* _EXERCISE GOAL_
Keep the wording of each record exactly the same when you repeat it, and leave out pictures.

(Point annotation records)
# # #

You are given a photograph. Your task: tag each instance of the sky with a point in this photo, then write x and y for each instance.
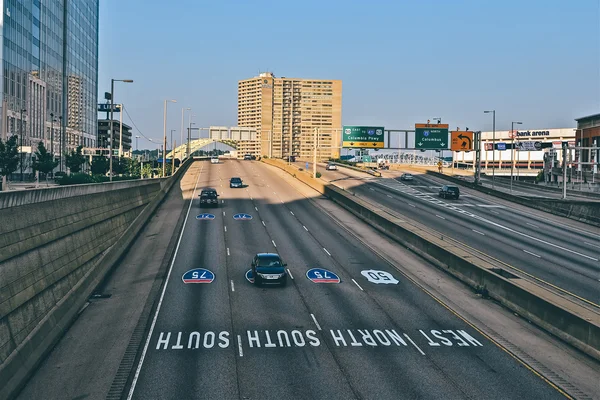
(401, 62)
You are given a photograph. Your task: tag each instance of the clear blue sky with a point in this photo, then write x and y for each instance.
(401, 61)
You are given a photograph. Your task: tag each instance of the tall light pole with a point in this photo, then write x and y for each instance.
(112, 96)
(182, 116)
(165, 136)
(21, 129)
(512, 150)
(493, 147)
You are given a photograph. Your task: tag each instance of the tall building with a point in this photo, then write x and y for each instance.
(49, 56)
(289, 114)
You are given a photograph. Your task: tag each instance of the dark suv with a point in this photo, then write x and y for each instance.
(268, 268)
(209, 197)
(452, 192)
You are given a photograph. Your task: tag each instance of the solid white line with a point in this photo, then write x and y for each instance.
(533, 254)
(316, 323)
(414, 344)
(356, 283)
(240, 346)
(162, 295)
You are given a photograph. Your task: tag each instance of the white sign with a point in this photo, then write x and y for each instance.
(378, 277)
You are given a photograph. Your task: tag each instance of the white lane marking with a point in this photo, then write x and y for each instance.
(356, 283)
(533, 238)
(162, 296)
(316, 322)
(414, 344)
(240, 346)
(533, 254)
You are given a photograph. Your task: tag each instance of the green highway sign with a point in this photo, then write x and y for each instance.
(366, 137)
(431, 137)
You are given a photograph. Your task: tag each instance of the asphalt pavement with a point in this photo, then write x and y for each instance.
(373, 335)
(533, 242)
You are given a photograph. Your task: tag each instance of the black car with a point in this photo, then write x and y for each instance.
(452, 192)
(269, 268)
(209, 197)
(236, 182)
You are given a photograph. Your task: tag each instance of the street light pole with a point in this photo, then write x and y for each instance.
(165, 136)
(110, 145)
(512, 150)
(22, 111)
(493, 148)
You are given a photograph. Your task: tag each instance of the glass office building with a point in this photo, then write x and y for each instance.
(49, 82)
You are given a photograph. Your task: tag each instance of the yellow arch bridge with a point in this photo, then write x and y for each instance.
(196, 145)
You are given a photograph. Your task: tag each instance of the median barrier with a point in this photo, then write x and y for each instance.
(56, 246)
(578, 210)
(571, 322)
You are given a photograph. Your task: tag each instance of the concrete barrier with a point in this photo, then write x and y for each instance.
(571, 322)
(56, 247)
(579, 210)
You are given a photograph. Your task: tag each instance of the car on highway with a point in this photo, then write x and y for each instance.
(447, 191)
(236, 182)
(406, 177)
(209, 197)
(269, 268)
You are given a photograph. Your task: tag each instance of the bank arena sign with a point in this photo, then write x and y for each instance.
(532, 133)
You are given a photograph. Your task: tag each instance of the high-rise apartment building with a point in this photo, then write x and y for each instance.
(289, 114)
(49, 56)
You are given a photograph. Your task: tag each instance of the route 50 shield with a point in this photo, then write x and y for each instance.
(321, 275)
(198, 275)
(375, 276)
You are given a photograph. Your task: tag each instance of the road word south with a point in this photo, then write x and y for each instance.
(310, 338)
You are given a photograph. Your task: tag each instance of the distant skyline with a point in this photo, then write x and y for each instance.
(401, 62)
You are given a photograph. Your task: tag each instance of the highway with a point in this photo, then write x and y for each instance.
(361, 338)
(561, 255)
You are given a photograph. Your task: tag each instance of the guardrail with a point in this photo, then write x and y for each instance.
(569, 321)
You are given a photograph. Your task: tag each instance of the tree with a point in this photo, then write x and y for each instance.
(9, 157)
(75, 159)
(44, 161)
(100, 165)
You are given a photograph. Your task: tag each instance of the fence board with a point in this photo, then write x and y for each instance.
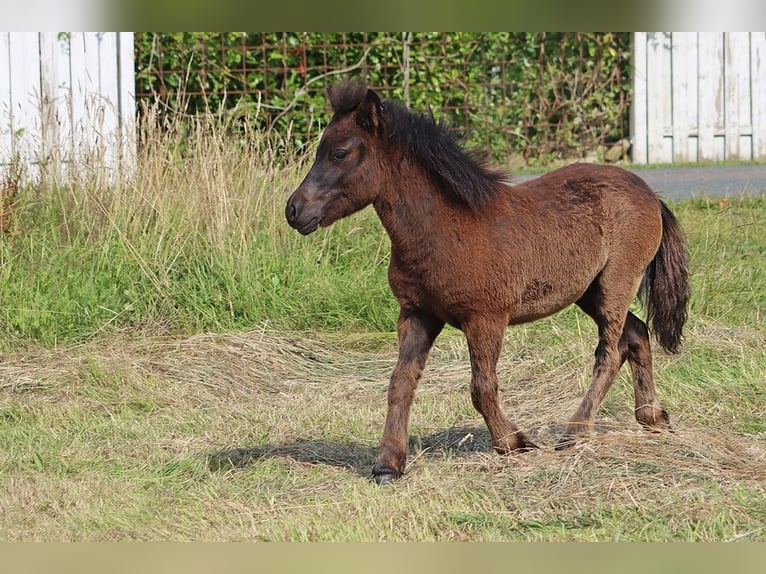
(714, 84)
(6, 127)
(638, 128)
(684, 97)
(65, 98)
(660, 106)
(758, 87)
(711, 107)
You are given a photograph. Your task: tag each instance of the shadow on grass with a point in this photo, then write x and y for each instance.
(461, 441)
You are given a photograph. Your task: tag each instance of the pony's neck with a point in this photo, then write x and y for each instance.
(412, 212)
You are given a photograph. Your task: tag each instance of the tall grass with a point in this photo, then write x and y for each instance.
(193, 239)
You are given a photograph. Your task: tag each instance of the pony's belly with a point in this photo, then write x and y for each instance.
(541, 298)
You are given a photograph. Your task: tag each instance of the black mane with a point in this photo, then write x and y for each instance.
(461, 174)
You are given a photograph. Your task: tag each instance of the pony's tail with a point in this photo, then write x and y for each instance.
(665, 285)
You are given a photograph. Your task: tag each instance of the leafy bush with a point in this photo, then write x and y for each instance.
(543, 96)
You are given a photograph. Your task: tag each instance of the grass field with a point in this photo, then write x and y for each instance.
(178, 365)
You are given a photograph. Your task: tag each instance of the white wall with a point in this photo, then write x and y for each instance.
(699, 96)
(67, 101)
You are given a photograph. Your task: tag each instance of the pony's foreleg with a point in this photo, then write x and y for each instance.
(416, 332)
(485, 341)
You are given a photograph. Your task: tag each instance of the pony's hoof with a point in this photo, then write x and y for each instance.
(654, 420)
(384, 475)
(565, 442)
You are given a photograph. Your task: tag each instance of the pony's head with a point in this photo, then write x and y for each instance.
(342, 179)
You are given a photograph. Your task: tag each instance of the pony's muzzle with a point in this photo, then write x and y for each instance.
(300, 218)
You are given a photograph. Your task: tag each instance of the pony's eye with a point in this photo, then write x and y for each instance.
(338, 154)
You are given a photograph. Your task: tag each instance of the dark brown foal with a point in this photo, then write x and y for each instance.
(470, 250)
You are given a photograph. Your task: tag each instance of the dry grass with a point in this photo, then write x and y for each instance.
(271, 436)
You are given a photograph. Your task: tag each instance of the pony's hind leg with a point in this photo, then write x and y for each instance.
(610, 314)
(635, 346)
(485, 341)
(417, 332)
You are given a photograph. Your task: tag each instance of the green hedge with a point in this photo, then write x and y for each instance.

# # #

* _THE ANSWER_
You are given a photograph. Your task: tag each instance of the sky with a point in this photo, then write x and y for each instance.
(401, 62)
You are given a photograph. Your task: tag each instance of the clear blue sky with a point in this photo, then write x and y for each instance.
(401, 61)
You are given a photograph. Your task: tag each instance of the tall light pole with a point in this photo, then write x and y for each instance.
(112, 96)
(182, 116)
(165, 136)
(21, 129)
(512, 150)
(493, 147)
You are given a photograph. Your task: tag each instance of the tall building with a point in this photo, then write x and y for each instance.
(49, 56)
(289, 114)
You are given a photograph. Your task: tag each instance of the dark suv with a point in this photo, then write x and y for each instance.
(268, 268)
(209, 197)
(452, 192)
You are given a photograph. Your task: tag each instance of the solid white line with a point in this photo, then write x and y for each instance.
(533, 254)
(316, 323)
(414, 344)
(356, 283)
(240, 346)
(162, 295)
You are given a photograph. Your task: tag each instance of the white sign with a point in this photo, then write x and y for each instance.
(378, 277)
You are given a photograph. Your task: tag each instance of the white lane marking with a point in this photo, then write x and y for each instance.
(356, 283)
(533, 238)
(162, 296)
(316, 322)
(414, 344)
(240, 346)
(533, 254)
You are given a photograph. Your task: tag each instance of the green highway sign with a point in this photo, then write x and y for each instance.
(366, 137)
(431, 137)
You are given a photograph. Your task: tag each instance of the asphalt pavement with a point in this photo, then write x and y for each instance.
(373, 335)
(533, 242)
You are given a photograph. Your task: tag each instance of the black car with a point in this photo, then write x and y for each instance.
(452, 192)
(269, 268)
(209, 197)
(236, 182)
You are given a photograph. Your task: tag each instance of the street light pole with a point in this photo, then write x and y for each instance.
(165, 136)
(110, 145)
(512, 150)
(22, 111)
(493, 148)
You are given a photograph. Your task: tag each instance of the glass office building with a point in this photo, then write x and y for each instance.
(49, 82)
You are given a photograph. Your task: tag each instance of the yellow arch bridge with a point in this photo, then write x and y for each instance.
(196, 145)
You are given a photograph. Your task: tag each instance of the median barrier with a point in this photo, then write x and y for each instance.
(56, 246)
(578, 210)
(571, 322)
You are given a photograph. Your task: tag each instance of the concrete barrier with a point in this photo, then write x and y for each instance.
(571, 322)
(56, 247)
(579, 210)
You are given a photograph. Your task: tag each instance of the car on highway with a point in this photo, then write x and y for each instance.
(447, 191)
(236, 182)
(406, 177)
(209, 197)
(269, 268)
You are given a photograph. Your task: tag each instance of the bank arena sign with a point in this photo, then write x and y for each instance.
(532, 133)
You are given a photograph. Your task: tag each instance of the high-rise apartment building with a point in this photo, then write x and y for each instance.
(289, 114)
(49, 56)
You are given a photograph. Your task: tag each instance of the route 50 shield with a point in this photo, then write x and y for each instance.
(321, 275)
(198, 275)
(375, 276)
You are given a photograph. Your task: tag each instance of the road word south with a point in this photo, then write x and y for each instance.
(310, 338)
You are given a photograph. Your task: tag each instance of the distant skyline with a point in this photo, then write x and y for each instance.
(401, 62)
You are given a photograph. Your task: tag each instance of the highway with a point in this photo, then write x and y for each instance.
(361, 338)
(561, 255)
You are given a photograph. Your task: tag each instance of the guardrail with a point in this photo, then write x and y for each instance.
(569, 321)
You are given a photograph. Your task: tag each instance of the tree with a point in this photo, then write x and y for each instance.
(9, 157)
(75, 159)
(44, 161)
(100, 165)
You are given a photograph. Your task: tag each instance of the fence board with a point in this photo, then write x and y for each instance.
(714, 84)
(6, 127)
(638, 128)
(684, 97)
(65, 98)
(660, 106)
(758, 87)
(711, 107)
You are given a photograph. Your task: tag each instance of the shadow on grass with a point in this photo, then write x and y for each instance.
(461, 441)
You are given a photograph. Your task: tag each instance of the pony's neck with a point in this photo, then write x and y for each instance.
(412, 212)
You are given a photograph. Your task: tag each instance of the tall grass with a point in this photo, then write x and y for each instance.
(193, 239)
You are given a photograph. Your task: tag each instance of the pony's belly with a point in this photo, then write x and y for each instance.
(541, 298)
You are given a photograph. Your task: tag each instance of the black mane with a point in this photo, then write x and y for each instance.
(461, 174)
You are given a photograph. Your task: tag each instance of the pony's tail with a point in this photo, then write x and y for each instance.
(665, 285)
You are given a photograph. Your task: tag each instance of the leafy bush with a point in this photo, then write x and y for each instance.
(543, 96)
You are given a photograph. Your task: tag each instance of the grass field with a point in this photo, then write x and y for each instance.
(178, 365)
You are given a photograph. Your task: tag each instance of the white wall with a point in this photo, then write x and y for each instance.
(699, 96)
(67, 101)
You are given a photograph. Your task: tag each instance of the pony's foreleg with a point in this photo, then write x and y for each instance.
(416, 332)
(485, 341)
You are given a photograph. Your task: tag each instance of the pony's hoof with a point in this photo, then write x and y for each instance.
(654, 420)
(384, 475)
(565, 442)
You are given a photograph. Your task: tag each instance of the pony's head with a point in this photo, then write x and y for each instance.
(342, 179)
You are given a photograph. Your task: tag each instance of the pony's muzzle with a point in this photo, then write x and y for each instance.
(300, 218)
You are given a photograph. Your task: tag each instance of the pony's eye with a point in this photo, then write x and y for each instance.
(338, 154)
You are given a photograph. Your task: tag each instance of the dark brown foal with a point in this photo, then write x and y for each instance.
(470, 250)
You are given a photograph. Your task: tag each instance of the dry grass with a point in this photo, then write x and y for each instance.
(271, 436)
You are given a photograph. Your task: tag each instance of the pony's hind leg with a point in this photo, then write x and y for each instance.
(610, 314)
(635, 346)
(485, 341)
(417, 332)
You are given a photograph. Your task: tag each instance of the green hedge with a point in this photo, then write x and y for each instance.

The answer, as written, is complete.